● EXCERPTED DATA
——————————

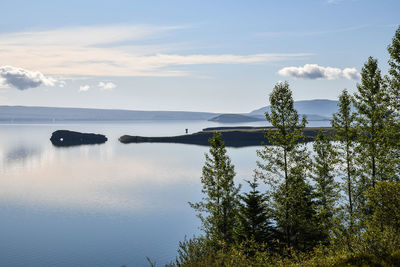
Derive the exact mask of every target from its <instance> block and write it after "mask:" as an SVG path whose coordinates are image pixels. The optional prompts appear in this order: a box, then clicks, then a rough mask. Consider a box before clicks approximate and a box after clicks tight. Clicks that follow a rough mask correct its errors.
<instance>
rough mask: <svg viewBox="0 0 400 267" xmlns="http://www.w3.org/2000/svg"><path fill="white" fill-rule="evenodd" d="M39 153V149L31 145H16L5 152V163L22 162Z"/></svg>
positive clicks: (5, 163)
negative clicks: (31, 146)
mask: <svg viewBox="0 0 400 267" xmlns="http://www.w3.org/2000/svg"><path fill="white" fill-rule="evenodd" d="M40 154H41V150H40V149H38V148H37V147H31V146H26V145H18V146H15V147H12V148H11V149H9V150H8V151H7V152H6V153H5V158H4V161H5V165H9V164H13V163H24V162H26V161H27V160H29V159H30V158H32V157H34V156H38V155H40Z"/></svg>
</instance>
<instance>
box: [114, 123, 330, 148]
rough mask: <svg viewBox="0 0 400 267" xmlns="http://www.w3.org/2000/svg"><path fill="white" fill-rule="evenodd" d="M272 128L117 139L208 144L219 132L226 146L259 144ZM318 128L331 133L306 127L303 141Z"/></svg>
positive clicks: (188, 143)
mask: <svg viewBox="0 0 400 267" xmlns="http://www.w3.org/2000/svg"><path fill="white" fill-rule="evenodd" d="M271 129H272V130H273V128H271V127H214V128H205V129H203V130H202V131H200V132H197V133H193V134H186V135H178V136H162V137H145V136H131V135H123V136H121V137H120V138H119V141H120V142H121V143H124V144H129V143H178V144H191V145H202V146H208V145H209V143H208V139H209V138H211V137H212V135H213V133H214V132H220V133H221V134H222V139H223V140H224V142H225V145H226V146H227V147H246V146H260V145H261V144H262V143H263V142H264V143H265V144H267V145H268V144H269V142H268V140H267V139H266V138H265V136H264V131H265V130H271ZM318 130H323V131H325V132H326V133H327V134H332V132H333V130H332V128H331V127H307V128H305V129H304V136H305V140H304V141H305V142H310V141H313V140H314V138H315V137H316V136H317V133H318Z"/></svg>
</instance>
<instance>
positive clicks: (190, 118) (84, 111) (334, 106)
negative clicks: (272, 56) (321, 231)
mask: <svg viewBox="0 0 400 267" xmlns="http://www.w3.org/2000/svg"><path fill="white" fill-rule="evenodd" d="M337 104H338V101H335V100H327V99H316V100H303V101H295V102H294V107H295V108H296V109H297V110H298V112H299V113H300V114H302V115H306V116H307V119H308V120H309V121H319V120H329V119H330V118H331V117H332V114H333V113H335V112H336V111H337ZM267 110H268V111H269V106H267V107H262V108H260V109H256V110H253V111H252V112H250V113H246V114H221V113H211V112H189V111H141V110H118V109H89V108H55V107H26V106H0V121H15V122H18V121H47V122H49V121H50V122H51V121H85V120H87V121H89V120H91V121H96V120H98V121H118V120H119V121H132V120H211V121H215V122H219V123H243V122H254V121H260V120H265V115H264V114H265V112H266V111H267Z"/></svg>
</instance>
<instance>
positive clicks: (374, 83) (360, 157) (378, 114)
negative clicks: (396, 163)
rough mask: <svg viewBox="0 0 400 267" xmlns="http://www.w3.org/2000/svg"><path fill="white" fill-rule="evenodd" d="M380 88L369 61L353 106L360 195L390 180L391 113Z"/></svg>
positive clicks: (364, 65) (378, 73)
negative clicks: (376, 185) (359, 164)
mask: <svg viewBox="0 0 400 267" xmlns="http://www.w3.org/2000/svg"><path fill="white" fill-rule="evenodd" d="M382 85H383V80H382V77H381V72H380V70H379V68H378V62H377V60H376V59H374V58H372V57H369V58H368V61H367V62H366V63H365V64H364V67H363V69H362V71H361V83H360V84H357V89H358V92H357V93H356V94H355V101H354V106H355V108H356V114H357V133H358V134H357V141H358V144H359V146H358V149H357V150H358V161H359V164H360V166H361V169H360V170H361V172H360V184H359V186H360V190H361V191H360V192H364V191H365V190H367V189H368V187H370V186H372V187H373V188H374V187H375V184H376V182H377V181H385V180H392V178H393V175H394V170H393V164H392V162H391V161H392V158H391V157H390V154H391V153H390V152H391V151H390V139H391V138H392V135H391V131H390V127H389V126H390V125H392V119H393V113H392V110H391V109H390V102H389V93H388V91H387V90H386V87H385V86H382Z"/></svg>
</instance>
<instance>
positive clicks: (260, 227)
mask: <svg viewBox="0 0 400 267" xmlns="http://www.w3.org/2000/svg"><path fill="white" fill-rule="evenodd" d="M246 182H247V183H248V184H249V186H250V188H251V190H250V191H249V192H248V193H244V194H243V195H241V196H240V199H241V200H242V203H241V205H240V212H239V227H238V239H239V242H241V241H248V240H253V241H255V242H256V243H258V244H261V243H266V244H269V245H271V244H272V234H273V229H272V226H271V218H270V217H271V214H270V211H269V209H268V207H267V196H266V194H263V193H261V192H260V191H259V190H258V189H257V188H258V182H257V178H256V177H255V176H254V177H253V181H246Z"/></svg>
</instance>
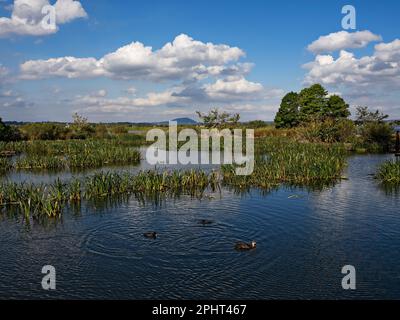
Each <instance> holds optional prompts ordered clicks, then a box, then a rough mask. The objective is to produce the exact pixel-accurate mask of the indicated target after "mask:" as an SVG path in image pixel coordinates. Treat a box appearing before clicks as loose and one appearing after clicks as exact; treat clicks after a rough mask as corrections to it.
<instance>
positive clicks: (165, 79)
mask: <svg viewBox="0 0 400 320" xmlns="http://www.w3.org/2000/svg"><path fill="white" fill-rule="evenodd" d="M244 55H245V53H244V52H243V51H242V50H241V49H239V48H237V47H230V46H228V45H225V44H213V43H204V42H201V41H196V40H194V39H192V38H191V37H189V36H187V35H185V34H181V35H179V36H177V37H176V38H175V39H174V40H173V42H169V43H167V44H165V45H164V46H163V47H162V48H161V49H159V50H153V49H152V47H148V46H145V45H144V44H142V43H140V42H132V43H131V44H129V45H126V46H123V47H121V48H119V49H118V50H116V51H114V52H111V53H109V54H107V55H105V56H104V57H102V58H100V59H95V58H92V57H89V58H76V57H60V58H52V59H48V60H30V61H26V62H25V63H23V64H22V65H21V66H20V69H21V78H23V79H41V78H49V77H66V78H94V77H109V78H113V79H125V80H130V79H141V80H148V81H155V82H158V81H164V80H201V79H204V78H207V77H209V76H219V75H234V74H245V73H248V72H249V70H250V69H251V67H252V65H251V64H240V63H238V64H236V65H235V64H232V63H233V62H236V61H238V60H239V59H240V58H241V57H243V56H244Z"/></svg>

——————————

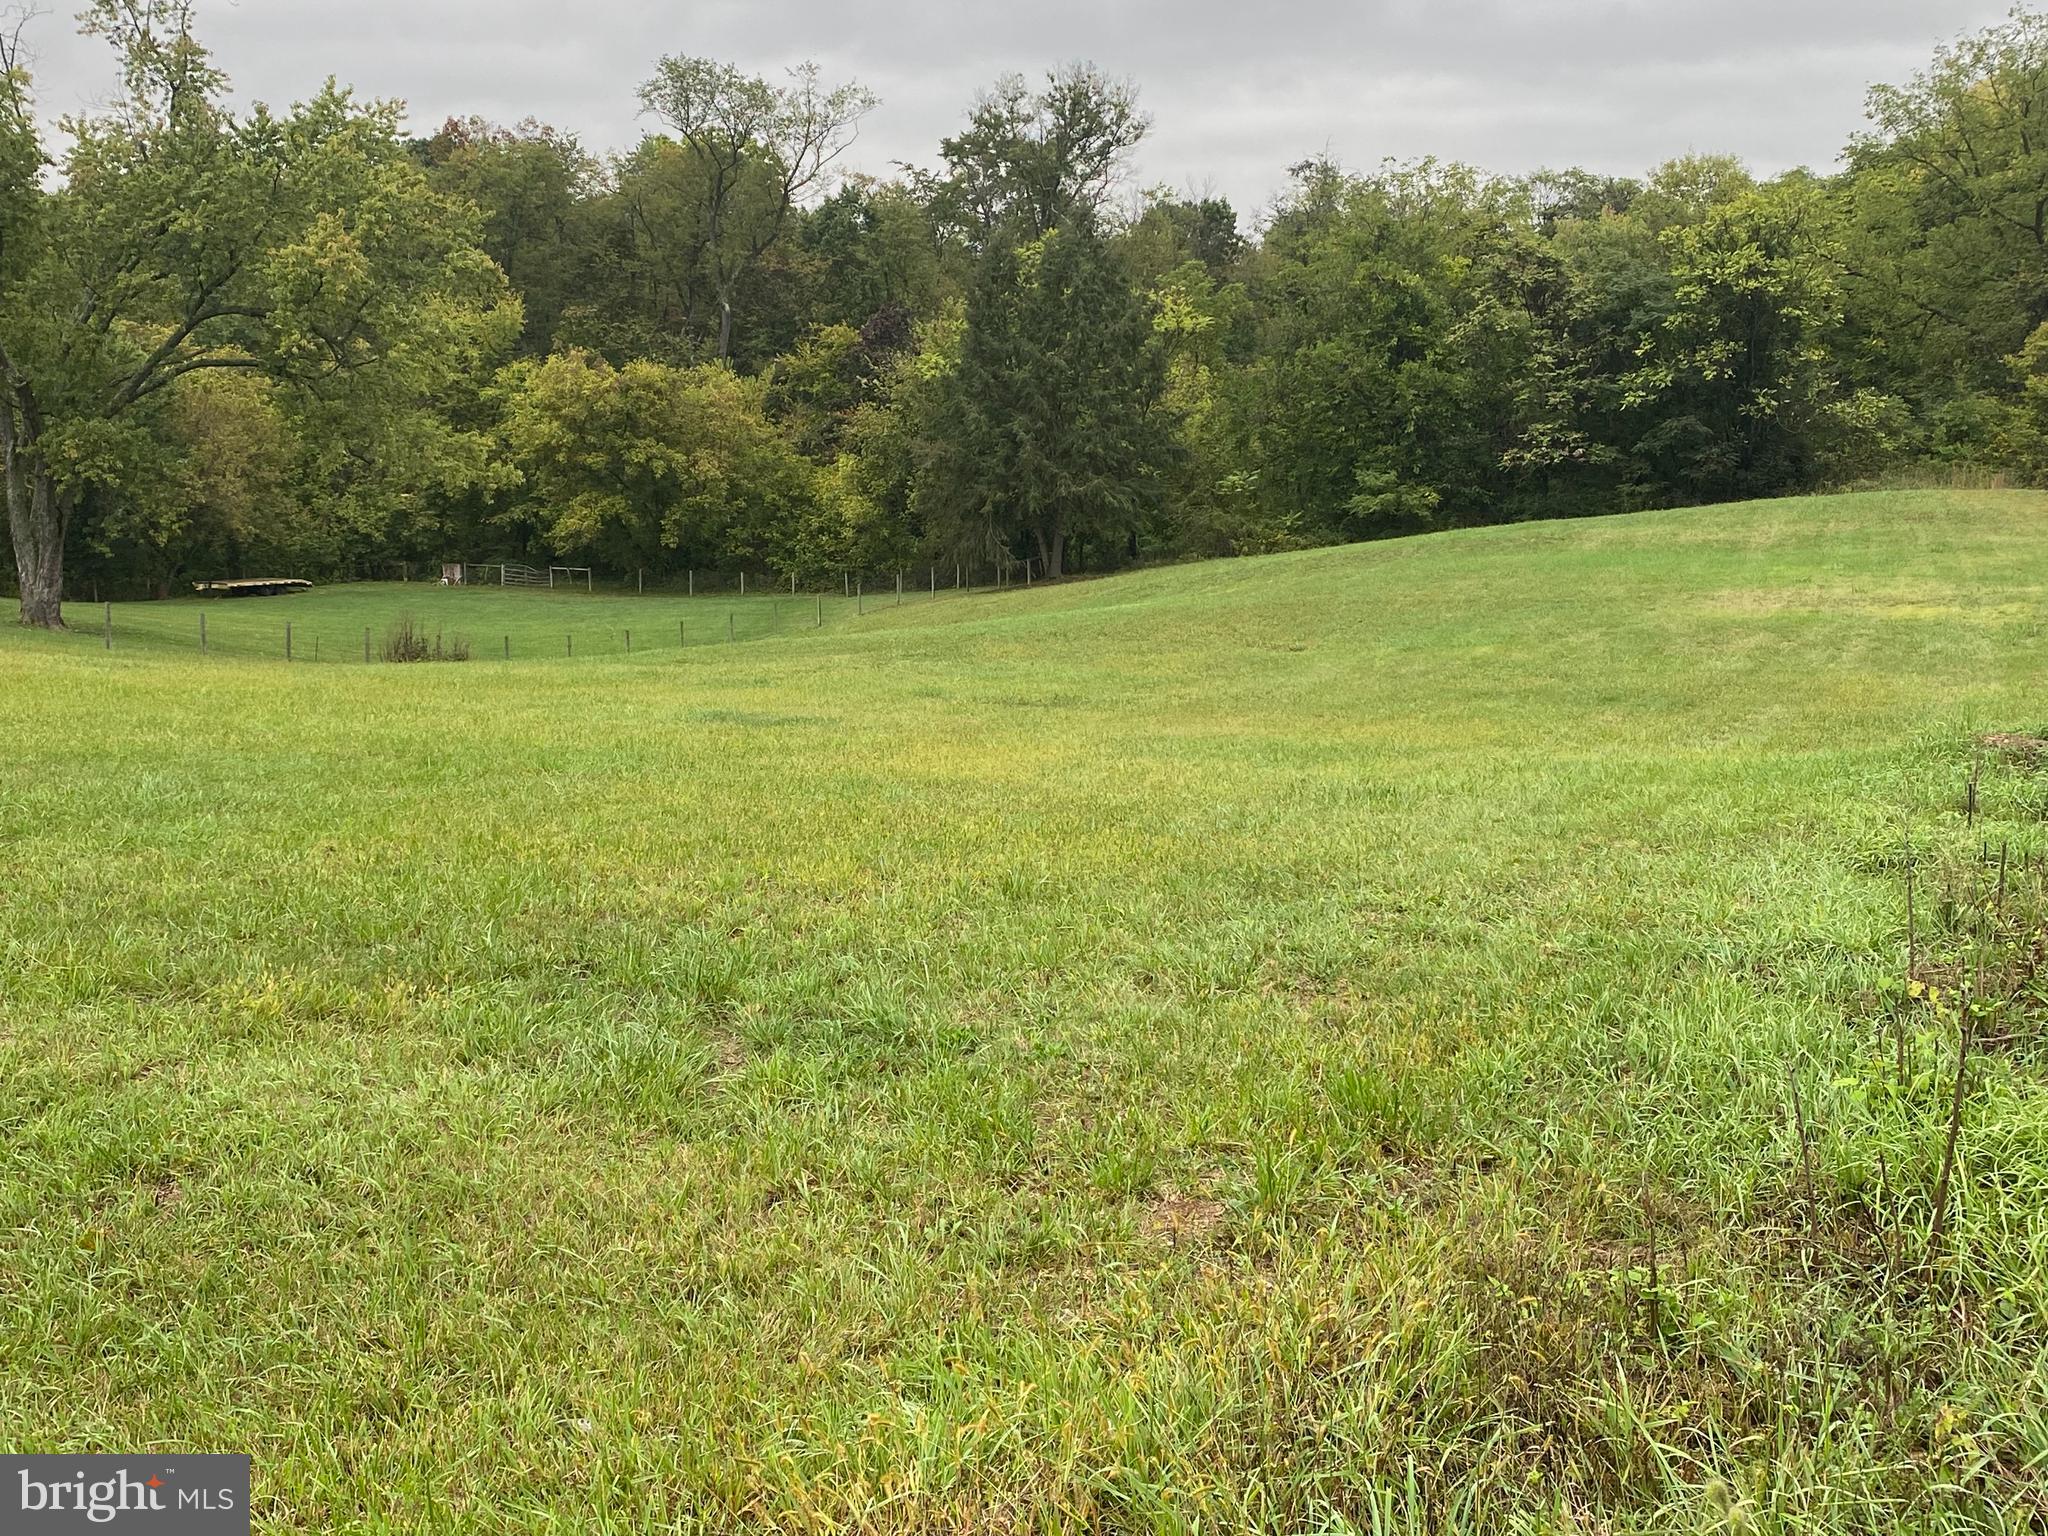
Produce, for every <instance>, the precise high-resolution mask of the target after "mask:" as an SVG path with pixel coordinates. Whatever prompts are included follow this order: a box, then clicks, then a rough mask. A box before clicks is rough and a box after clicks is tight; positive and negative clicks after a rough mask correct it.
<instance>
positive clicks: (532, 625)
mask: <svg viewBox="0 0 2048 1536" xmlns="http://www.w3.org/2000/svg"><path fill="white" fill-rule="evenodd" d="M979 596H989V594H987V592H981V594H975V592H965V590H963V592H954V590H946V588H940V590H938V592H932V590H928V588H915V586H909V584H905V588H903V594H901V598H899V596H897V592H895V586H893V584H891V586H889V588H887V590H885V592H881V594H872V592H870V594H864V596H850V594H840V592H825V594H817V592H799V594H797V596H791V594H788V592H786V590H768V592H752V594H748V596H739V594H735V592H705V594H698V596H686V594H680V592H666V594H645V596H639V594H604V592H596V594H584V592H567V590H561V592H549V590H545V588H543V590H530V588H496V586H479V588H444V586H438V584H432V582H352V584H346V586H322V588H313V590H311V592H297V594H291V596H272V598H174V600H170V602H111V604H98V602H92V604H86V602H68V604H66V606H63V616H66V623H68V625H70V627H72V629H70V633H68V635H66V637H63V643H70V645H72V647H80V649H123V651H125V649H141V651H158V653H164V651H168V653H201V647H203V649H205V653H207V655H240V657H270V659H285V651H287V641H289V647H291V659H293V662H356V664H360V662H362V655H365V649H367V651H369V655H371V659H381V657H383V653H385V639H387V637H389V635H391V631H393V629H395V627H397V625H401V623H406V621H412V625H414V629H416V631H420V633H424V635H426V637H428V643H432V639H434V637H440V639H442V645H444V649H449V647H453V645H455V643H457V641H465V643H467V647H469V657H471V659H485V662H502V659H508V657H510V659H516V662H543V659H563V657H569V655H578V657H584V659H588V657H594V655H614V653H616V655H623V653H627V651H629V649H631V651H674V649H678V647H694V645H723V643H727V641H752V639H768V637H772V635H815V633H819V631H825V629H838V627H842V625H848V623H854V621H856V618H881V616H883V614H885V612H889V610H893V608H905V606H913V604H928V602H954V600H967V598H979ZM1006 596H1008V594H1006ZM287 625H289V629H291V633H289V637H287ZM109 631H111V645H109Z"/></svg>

——————————

● WORK TO BE COMPLETED
Figure out how many lines above include the string "follow", then report that number and nothing else.

● EXERCISE SOLUTION
2